Arrange the material below as a numbered list, skipping any blank lines and omitting the pictures.
START DATA SUPPLIED
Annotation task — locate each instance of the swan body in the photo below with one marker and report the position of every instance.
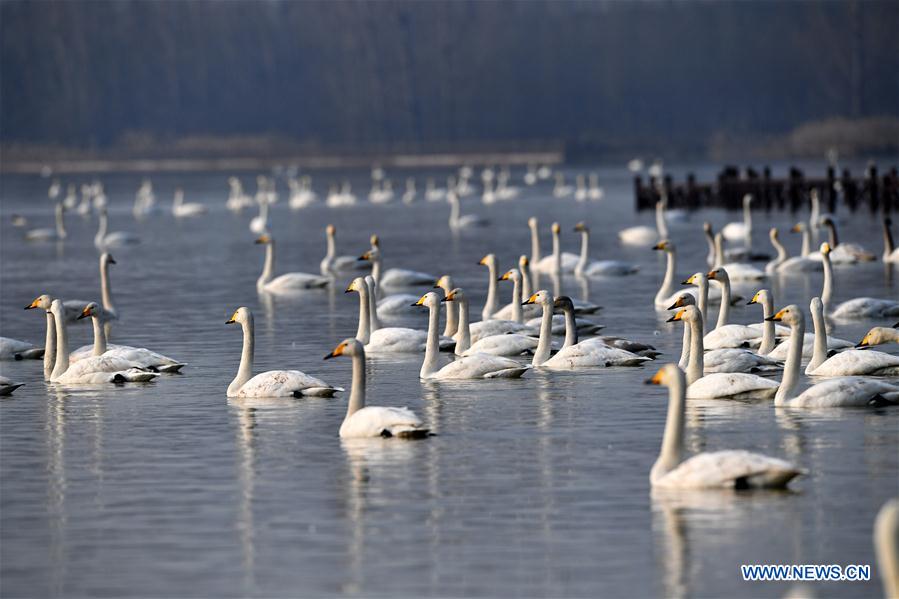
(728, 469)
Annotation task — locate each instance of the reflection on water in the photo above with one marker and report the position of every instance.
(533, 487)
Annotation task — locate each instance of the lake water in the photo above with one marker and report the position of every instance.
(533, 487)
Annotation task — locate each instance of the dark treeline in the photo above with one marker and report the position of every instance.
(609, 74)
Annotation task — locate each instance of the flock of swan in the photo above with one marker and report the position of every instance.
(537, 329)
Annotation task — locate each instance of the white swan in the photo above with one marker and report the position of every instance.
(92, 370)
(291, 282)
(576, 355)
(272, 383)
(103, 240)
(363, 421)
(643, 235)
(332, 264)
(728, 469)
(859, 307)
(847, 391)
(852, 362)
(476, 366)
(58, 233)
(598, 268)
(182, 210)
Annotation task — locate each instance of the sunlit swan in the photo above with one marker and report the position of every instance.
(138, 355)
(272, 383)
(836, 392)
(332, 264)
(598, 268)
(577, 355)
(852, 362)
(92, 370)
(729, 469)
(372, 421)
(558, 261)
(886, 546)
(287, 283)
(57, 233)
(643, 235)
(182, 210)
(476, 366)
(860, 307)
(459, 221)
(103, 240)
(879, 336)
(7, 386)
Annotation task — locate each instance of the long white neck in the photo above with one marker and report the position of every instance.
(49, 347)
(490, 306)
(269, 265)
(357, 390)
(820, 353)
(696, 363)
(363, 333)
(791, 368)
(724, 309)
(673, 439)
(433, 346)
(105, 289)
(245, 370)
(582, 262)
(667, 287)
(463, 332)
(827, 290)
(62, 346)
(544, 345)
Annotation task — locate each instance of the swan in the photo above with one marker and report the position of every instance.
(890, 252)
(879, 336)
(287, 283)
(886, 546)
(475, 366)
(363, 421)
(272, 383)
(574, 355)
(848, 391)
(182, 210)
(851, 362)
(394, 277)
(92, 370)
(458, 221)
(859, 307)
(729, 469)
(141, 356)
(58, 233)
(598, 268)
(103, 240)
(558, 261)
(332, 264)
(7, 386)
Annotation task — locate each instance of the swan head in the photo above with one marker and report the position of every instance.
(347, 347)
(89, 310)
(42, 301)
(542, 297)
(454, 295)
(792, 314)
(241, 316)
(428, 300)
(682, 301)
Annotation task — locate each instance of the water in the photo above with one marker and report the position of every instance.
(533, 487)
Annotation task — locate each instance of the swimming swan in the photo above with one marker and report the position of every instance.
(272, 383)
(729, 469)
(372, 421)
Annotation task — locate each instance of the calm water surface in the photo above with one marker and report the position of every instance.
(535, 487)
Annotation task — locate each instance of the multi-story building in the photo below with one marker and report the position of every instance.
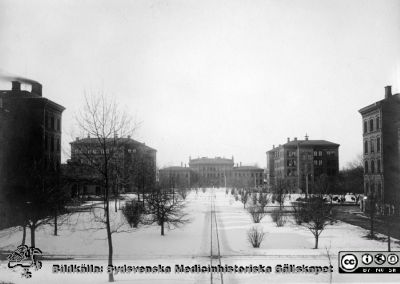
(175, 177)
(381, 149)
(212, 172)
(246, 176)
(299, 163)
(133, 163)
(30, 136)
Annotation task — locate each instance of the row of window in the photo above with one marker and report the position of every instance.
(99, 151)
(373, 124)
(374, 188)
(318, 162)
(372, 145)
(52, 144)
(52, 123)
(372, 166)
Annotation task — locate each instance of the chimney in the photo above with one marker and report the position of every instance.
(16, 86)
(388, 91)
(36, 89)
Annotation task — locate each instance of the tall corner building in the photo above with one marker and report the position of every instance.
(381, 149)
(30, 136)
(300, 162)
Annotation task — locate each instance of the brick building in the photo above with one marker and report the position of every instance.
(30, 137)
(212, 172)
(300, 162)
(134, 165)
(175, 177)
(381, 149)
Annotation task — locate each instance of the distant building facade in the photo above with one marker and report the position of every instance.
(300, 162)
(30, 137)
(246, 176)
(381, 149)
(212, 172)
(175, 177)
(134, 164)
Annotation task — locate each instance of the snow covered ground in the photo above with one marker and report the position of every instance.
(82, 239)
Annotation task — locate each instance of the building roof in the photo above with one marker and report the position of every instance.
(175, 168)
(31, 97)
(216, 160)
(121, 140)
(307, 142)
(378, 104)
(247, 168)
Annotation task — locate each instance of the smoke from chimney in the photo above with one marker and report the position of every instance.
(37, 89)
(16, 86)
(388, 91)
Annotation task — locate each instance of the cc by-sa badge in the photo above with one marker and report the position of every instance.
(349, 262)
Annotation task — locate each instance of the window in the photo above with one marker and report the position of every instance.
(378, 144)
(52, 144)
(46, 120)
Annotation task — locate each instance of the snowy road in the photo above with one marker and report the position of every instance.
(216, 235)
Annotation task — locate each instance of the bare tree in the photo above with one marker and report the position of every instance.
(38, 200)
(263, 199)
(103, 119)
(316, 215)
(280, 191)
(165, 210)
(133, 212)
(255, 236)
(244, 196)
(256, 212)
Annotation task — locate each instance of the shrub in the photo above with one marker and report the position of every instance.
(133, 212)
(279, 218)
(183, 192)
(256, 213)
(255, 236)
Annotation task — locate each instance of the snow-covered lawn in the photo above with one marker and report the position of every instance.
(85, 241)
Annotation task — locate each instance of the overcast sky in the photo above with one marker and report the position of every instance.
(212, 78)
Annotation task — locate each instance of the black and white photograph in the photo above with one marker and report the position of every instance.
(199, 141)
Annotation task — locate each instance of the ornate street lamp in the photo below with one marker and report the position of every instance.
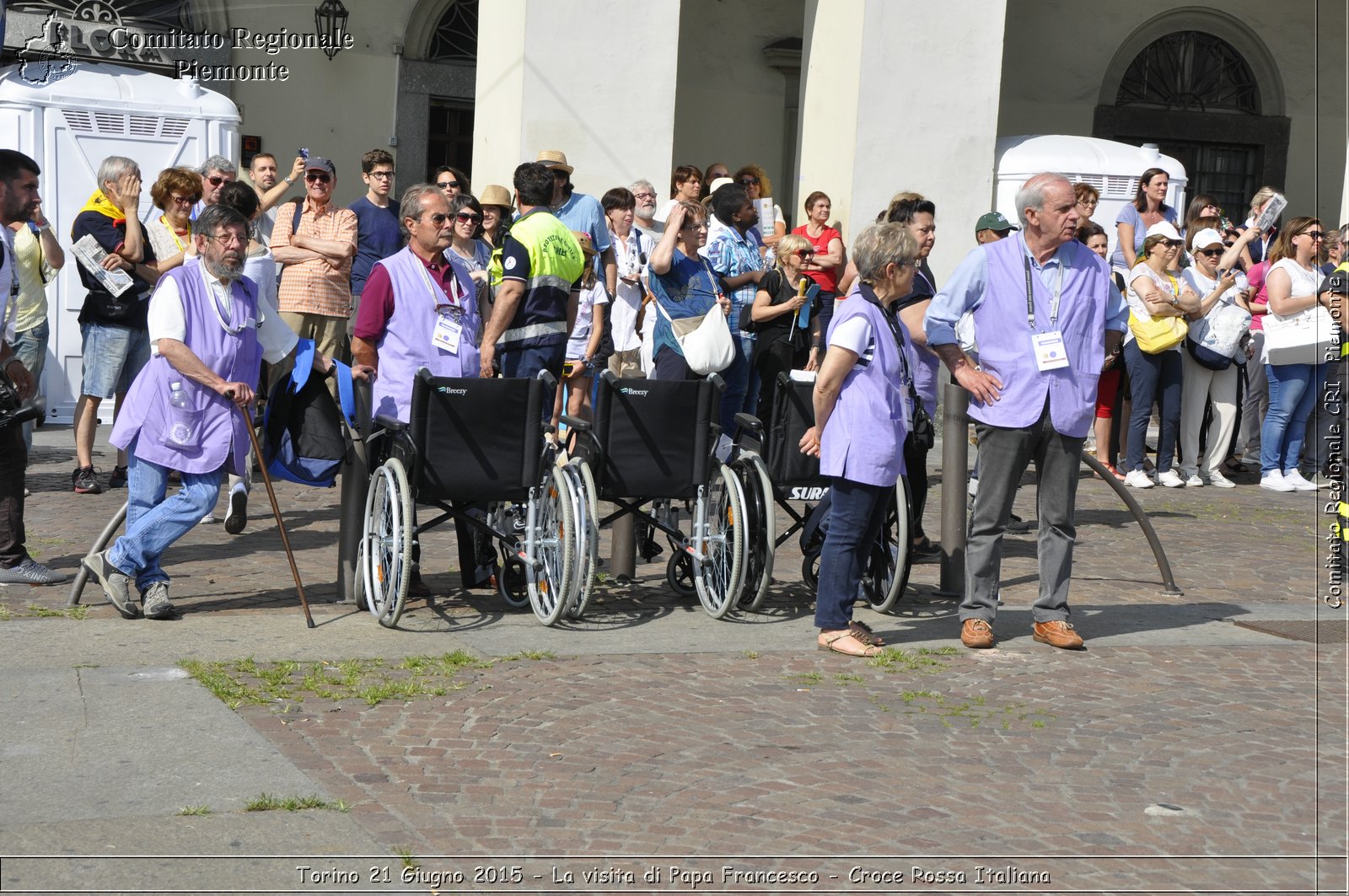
END DATA SUPPLIED
# TASK RESULT:
1. Annotation task — locate each instance of the swan body in the photo below with one marker and report the position of every instance.
2. (728, 469)
3. Annotation task — locate each instance of the reflection on water in the photo above with one marker and report the position of every instance.
4. (533, 487)
5. Annotation task — locate each instance of the lake water in the photo above with one marker and report the position of every instance.
6. (533, 487)
7. Annotation task — locate each instance of the dark treeline in the photo above with one marker and report the position of every instance.
8. (609, 74)
9. Annotation task — locate each instance of the flock of swan in the photo above with one marker and report the position of every instance.
10. (537, 329)
11. Annotation task — locate each instance of the white swan in the photo above with one marker and report the position of every instance.
12. (92, 370)
13. (291, 282)
14. (576, 355)
15. (272, 383)
16. (103, 240)
17. (363, 421)
18. (643, 235)
19. (332, 264)
20. (728, 469)
21. (859, 307)
22. (847, 391)
23. (852, 362)
24. (476, 366)
25. (58, 233)
26. (598, 268)
27. (182, 210)
28. Annotation task — locate each instance of the sunlit swan in the photo above with one marker and report the position of every instance.
29. (138, 355)
30. (272, 383)
31. (836, 392)
32. (332, 264)
33. (598, 268)
34. (577, 355)
35. (852, 362)
36. (92, 370)
37. (729, 469)
38. (372, 421)
39. (558, 261)
40. (886, 546)
41. (287, 283)
42. (57, 233)
43. (643, 235)
44. (182, 210)
45. (476, 366)
46. (860, 307)
47. (459, 221)
48. (103, 240)
49. (879, 336)
50. (7, 386)
51. Annotation task — locate each instance of the long white neck in the photo above with one marker and report the position of every instance.
52. (49, 347)
53. (490, 306)
54. (269, 265)
55. (357, 390)
56. (820, 353)
57. (696, 363)
58. (363, 333)
59. (791, 368)
60. (724, 309)
61. (673, 439)
62. (433, 346)
63. (105, 289)
64. (245, 370)
65. (582, 262)
66. (667, 287)
67. (463, 332)
68. (827, 290)
69. (62, 346)
70. (544, 345)
71. Annotation task — locate each instance of the swan in the photo above with one marker and report the position of every instance.
72. (890, 252)
73. (879, 336)
74. (287, 283)
75. (886, 546)
76. (475, 366)
77. (363, 421)
78. (272, 383)
79. (574, 355)
80. (848, 391)
81. (182, 210)
82. (851, 362)
83. (394, 277)
84. (92, 370)
85. (458, 221)
86. (859, 307)
87. (729, 469)
88. (141, 356)
89. (58, 233)
90. (598, 268)
91. (103, 240)
92. (558, 261)
93. (332, 264)
94. (7, 386)
95. Annotation task — locate each instance of the swan head in the photo above with one marker and report the position of every instance.
96. (347, 347)
97. (89, 310)
98. (42, 301)
99. (542, 297)
100. (454, 295)
101. (792, 314)
102. (241, 316)
103. (428, 300)
104. (682, 301)
105. Annotation task — locate each instance of the water in the photo above with one marker and report the position of every instance.
106. (533, 487)
107. Annotation task — locate each instance of the swimming swan in the photo above with one marker and report the position of every instance.
108. (272, 383)
109. (729, 469)
110. (372, 421)
111. Annotation task — locate each instance of the calm water surface in the photo above with one marker and report the position of every instance.
112. (535, 487)
113. Annotation task — locate each instance of the multi-story building in the photo below with one marker and report the position of every instance.
114. (175, 177)
115. (381, 149)
116. (212, 172)
117. (246, 176)
118. (299, 163)
119. (133, 163)
120. (30, 136)
121. Annotation task — locate each instance of the row of window in the photo above with one marker and report the position of every instance.
122. (99, 151)
123. (373, 124)
124. (374, 188)
125. (318, 162)
126. (372, 145)
127. (52, 144)
128. (52, 123)
129. (372, 166)
130. Annotation task — locate each instance of the chimney in the photo above with one marker and report the position of every instance.
131. (16, 86)
132. (388, 91)
133. (36, 89)
134. Annotation task — locate each instance of the tall corner building in the photo above with one marker and report the position of every instance.
135. (381, 149)
136. (30, 136)
137. (300, 162)
138. Annotation task — locate each instance of the brick building in the photo above with one marker and report the position of every instance.
139. (30, 137)
140. (212, 172)
141. (300, 162)
142. (134, 165)
143. (175, 177)
144. (381, 149)
145. Annotation task — locate each instance of the distant building facade in the photo above with one marker and report the position of every instance.
146. (300, 162)
147. (30, 137)
148. (246, 176)
149. (381, 149)
150. (212, 172)
151. (175, 177)
152. (134, 164)
153. Annotation task — locate each instance of the snow covered ground in the photo above with one marker and report the position of every instance.
154. (82, 239)
155. Annotation task — locate each instance of the building roof in the photo above with one marker and report the position of every instance.
156. (175, 168)
157. (31, 97)
158. (216, 160)
159. (121, 140)
160. (307, 142)
161. (378, 104)
162. (247, 168)
163. Annotation task — locate each instance of the smoke from chimney in the photo above with one marker and report the position of every instance.
164. (37, 89)
165. (16, 86)
166. (388, 91)
167. Annotation task — locate each instance of the cc by-sa badge in the photo above with one marker and report the position of every instance.
168. (349, 262)
169. Annotation task — locate each instance of the window in the photo above with one marker and report the position of every instance.
170. (378, 144)
171. (52, 144)
172. (46, 120)
173. Annotation task — locate each instance of the snowy road in the photo above with one marker and report the position of every instance.
174. (216, 235)
175. Annotation task — locate each instance of the bare tree in the photo above with one marker and report the position of every instance.
176. (38, 200)
177. (263, 199)
178. (103, 119)
179. (316, 215)
180. (280, 191)
181. (165, 210)
182. (133, 212)
183. (255, 236)
184. (244, 196)
185. (256, 212)
186. Annotation task — locate each instance of the shrub in the photo above with one marker and report the position of every instance.
187. (133, 212)
188. (279, 218)
189. (183, 192)
190. (256, 213)
191. (255, 236)
192. Annotation task — locate each instance of the snow-covered lawn in the photo above with one marker and report the position of every instance.
193. (85, 241)
194. Annotation task — locate each instance of the overcast sky in the photo above with one marker and report the position of every instance.
195. (212, 78)
196. Annotation task — locate each instance of the black and white photograph in the photo above with one marker and report the position of every instance.
197. (199, 141)
198. Annotation task — locate each instance of the ornate street lamp in the photo below with one marker and report the position of every instance.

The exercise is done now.